## Short task
Write out every entry exactly as it appears.

[Start of Material shown]

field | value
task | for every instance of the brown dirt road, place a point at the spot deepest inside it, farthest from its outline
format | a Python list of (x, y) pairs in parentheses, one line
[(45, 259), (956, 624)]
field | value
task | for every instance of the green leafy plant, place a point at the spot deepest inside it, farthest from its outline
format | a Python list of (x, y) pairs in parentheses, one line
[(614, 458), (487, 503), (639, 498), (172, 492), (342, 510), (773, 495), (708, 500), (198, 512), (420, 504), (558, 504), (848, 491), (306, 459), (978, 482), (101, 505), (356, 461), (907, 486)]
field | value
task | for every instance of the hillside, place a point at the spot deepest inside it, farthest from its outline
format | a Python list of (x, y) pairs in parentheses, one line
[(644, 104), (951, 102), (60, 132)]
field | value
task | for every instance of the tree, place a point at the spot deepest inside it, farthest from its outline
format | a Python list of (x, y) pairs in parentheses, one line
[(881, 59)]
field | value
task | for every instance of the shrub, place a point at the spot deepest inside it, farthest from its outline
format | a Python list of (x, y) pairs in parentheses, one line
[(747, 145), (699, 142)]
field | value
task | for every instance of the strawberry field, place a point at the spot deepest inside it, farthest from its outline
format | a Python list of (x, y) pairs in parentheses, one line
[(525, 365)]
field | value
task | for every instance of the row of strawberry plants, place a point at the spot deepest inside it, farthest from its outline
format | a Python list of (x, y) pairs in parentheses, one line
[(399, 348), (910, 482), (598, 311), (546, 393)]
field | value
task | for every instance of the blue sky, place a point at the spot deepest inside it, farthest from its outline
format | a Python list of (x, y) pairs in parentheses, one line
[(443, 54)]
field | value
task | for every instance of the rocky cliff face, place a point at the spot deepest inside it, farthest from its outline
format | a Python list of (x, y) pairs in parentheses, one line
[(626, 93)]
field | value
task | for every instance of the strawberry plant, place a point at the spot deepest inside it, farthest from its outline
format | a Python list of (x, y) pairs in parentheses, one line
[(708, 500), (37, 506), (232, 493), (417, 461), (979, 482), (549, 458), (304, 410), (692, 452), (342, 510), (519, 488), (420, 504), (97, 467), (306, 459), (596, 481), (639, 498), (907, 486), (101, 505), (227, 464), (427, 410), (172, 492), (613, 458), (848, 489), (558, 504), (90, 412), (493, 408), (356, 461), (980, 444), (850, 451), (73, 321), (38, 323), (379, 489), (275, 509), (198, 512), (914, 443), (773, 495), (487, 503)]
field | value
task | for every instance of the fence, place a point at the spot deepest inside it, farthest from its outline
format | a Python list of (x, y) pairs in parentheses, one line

[End of Material shown]

## Final result
field | value
task | for every instance of the brown dirt road, place a point at the spot deepest inside it, farthest from its outline
format | a Python list of (x, y) pairs in parentheses, one line
[(45, 259), (956, 624)]
field | value
task | for every instance of the green leafy plant, place a point at the spot deepest inside it, farthest from its outline
format | a Python list of (x, y) pairs in parentheses, one line
[(614, 458), (487, 503), (639, 498), (172, 492), (342, 510), (773, 495), (708, 500), (198, 512), (420, 504), (558, 504), (848, 491), (306, 459), (978, 482), (101, 505), (356, 461), (907, 486)]
field | value
task | for every instance of the hillside, place a point at the spot deepest inside it, farthest from its outline
format | a Python list of (x, y) pairs in parentheses, one line
[(644, 104), (951, 102), (60, 132)]
field | value
task | for every instance of the tree, place a point at the spot deepest inside it, farthest from its outline
format | a Python list of (x, y) pairs in parentheses, one line
[(881, 59)]
field | value
task | for every instance of the shrub, place a point at the spot deepest inside it, farthest from its outline
format | a Python list of (x, y) pairs in parentheses, one line
[(747, 145), (699, 142)]
field | value
task | for every instance of the strawberry field, place a point at the spot deepest inside it, farthest from its outline
format | a Python list of (x, y) pairs in parentheses, one line
[(525, 365)]
field | value
task | for every instance of the row of strawberry plants, place a point at the spot deepest inside it, farthest from its outline
format | a Python list of (x, y) pairs in parentheses, one line
[(399, 348), (910, 482), (598, 311), (546, 393)]
field | value
task | for every instance of the blue sky, place a point at the spot deepest inside it, farthest from its outline
format | a Python list of (x, y) pairs in parentheses, one line
[(443, 54)]
field | value
task | for every instance of the rocky cliff face, place a point at the spot deepest inside it, farthest from its outline
format | a Python list of (x, y) pairs in parentheses, one line
[(626, 93)]
field | value
task | for every instance of the strawberry plant, place a point at the spot deepest inside it, farthest from its outline
format | a Python list of (x, y) pairs in parentheses, one line
[(708, 500), (37, 506), (232, 493), (417, 461), (979, 482), (549, 458), (304, 410), (692, 452), (342, 510), (519, 488), (420, 504), (97, 467), (306, 459), (596, 481), (639, 498), (907, 486), (101, 505), (227, 464), (427, 410), (172, 492), (613, 458), (848, 489), (558, 504), (90, 412), (493, 408), (356, 461), (980, 444), (850, 451), (73, 321), (38, 323), (379, 489), (275, 509), (198, 512), (914, 443), (773, 495), (487, 503)]
field | value
task | for every instance of the fence, place a point at the spot deepest inside it, farthest from its outline
format | a Python list of (x, y) pairs in parentheses, one line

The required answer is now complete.